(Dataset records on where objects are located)
** Begin **
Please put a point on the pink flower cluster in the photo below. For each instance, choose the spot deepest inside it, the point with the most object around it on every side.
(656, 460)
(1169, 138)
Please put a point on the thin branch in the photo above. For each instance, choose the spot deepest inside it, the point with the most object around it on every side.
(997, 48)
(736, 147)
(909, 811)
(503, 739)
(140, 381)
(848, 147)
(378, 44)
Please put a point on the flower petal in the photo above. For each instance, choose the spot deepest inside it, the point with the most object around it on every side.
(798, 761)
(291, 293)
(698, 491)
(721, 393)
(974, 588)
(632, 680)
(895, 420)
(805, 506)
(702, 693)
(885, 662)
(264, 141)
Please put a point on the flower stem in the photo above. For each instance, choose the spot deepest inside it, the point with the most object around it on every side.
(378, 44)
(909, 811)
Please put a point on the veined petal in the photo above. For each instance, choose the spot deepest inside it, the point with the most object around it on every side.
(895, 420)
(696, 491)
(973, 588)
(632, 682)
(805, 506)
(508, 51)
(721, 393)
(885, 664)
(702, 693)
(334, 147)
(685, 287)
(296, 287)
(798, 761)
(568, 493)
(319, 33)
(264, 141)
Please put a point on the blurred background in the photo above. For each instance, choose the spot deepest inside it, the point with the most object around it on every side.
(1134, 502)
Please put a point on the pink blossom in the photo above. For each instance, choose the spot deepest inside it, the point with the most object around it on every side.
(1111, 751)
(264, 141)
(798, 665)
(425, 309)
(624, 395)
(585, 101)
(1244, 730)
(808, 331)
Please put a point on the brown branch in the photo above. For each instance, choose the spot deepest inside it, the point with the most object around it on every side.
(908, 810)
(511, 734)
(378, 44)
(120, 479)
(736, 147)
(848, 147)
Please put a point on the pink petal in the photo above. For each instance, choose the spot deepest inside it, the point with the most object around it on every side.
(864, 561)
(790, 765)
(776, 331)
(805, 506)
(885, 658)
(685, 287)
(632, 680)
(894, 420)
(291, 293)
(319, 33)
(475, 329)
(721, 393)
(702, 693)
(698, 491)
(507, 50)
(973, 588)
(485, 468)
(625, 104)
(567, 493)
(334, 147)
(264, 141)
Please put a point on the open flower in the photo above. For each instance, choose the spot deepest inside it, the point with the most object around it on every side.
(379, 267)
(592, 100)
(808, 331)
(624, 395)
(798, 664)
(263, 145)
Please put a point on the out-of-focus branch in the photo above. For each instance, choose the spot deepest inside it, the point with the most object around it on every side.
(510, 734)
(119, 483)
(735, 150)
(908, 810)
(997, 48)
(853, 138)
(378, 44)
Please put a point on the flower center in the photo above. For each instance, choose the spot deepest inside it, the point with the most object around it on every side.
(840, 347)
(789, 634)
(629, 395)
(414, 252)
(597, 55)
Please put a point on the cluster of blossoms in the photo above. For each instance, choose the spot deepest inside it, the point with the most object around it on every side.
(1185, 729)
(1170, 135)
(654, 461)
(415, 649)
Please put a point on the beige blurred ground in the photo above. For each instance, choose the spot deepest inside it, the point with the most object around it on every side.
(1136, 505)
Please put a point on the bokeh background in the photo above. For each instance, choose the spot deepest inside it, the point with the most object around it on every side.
** End **
Exercise task: Render every line above as a numbered list, omitting any blank lines.

Solution to the problem:
1. Please put a point on the pink flower cluster in the photo below. For each instance, choose the spot deepest inside it, the point with the most object around it on every side.
2. (656, 460)
3. (1169, 138)
4. Please put a point on the thin branch in the photo above. For each instance, choose the spot deepest inside it, the point with the most object around it on every side.
5. (997, 48)
6. (736, 147)
7. (909, 811)
8. (503, 739)
9. (140, 381)
10. (848, 147)
11. (378, 44)
12. Please put a point on the flower petal in the photo above. For each instance, choose the spot deepest inside it, the point with the most object around it on every side.
13. (798, 761)
14. (291, 293)
15. (698, 491)
16. (721, 393)
17. (974, 588)
18. (632, 680)
19. (895, 420)
20. (805, 506)
21. (702, 693)
22. (885, 662)
23. (264, 141)
24. Please put a point on the flower stem in the photo above. For each instance, choose the spot deepest inside it, the point with the most object around it on every side.
25. (378, 44)
26. (909, 811)
27. Please put a point on the veined petal in the photo above. For each instance, choose the spot deepest inside it, the point with the most object around it on every side.
28. (895, 420)
29. (696, 491)
30. (973, 588)
31. (632, 682)
32. (805, 506)
33. (508, 51)
34. (721, 393)
35. (885, 664)
36. (702, 693)
37. (334, 147)
38. (685, 287)
39. (296, 287)
40. (798, 761)
41. (568, 493)
42. (319, 33)
43. (264, 141)
44. Please put a point on the blurred background in the photo above. For each instance, choose the spot deepest inside it, the point with the most object around it on every side.
45. (1134, 502)
46. Please put a point on the pink blossom in the photo above. For each instance, choose the spot deepest inside it, the point with the most object around it on every side.
47. (1111, 751)
48. (264, 141)
49. (798, 665)
50. (425, 309)
51. (624, 395)
52. (585, 101)
53. (1244, 730)
54. (808, 331)
55. Please put a point on the brown branch in the photo above. For each instance, choose the spot deepest inside it, the point with the most object around it on every side.
56. (908, 810)
57. (511, 734)
58. (378, 44)
59. (120, 479)
60. (736, 147)
61. (848, 147)
62. Please put a point on the pink petal in the photo above. For each instance, choose the spot deepest inside it, the point with the most object around it on every side.
63. (864, 561)
64. (790, 765)
65. (776, 331)
66. (805, 506)
67. (885, 658)
68. (685, 287)
69. (632, 680)
70. (894, 420)
71. (291, 293)
72. (319, 33)
73. (475, 329)
74. (721, 393)
75. (702, 693)
76. (698, 491)
77. (507, 50)
78. (973, 588)
79. (485, 468)
80. (625, 104)
81. (567, 493)
82. (334, 147)
83. (264, 141)
84. Please put a point on the open flower in the photo above. For each instance, choose the spot deepest inside it, the point with the most object around it on every side.
85. (379, 267)
86. (592, 100)
87. (808, 331)
88. (624, 395)
89. (798, 664)
90. (263, 145)
91. Please put a point on the out-of-focus branch in the photo above. For each instance, choose the spot deepest inside it, the point with the most object around it on every side.
92. (510, 734)
93. (119, 483)
94. (735, 150)
95. (908, 810)
96. (997, 48)
97. (853, 138)
98. (378, 44)
99. Please put a point on the flower center in the photo above. For each instance, choose the spot deepest inside it, the point with the most object around it on every side.
100. (840, 347)
101. (789, 634)
102. (629, 395)
103. (414, 252)
104. (597, 55)
105. Please put a point on the cluster of blossoms in the photo above. For each instance, choose the spot deepest inside it, the point with the most object around it on every side.
106. (1185, 729)
107. (1170, 135)
108. (654, 461)
109. (415, 649)
110. Please put a point on the beige blurred ground in the photo above. For each instance, choose the spot deepest inside it, the point with the most object around it on every side.
111. (1136, 505)
112. Please put a point on the bokeh background in the photo above. For each instance, choose the spot deepest inside it, the point with the most object around it on every side.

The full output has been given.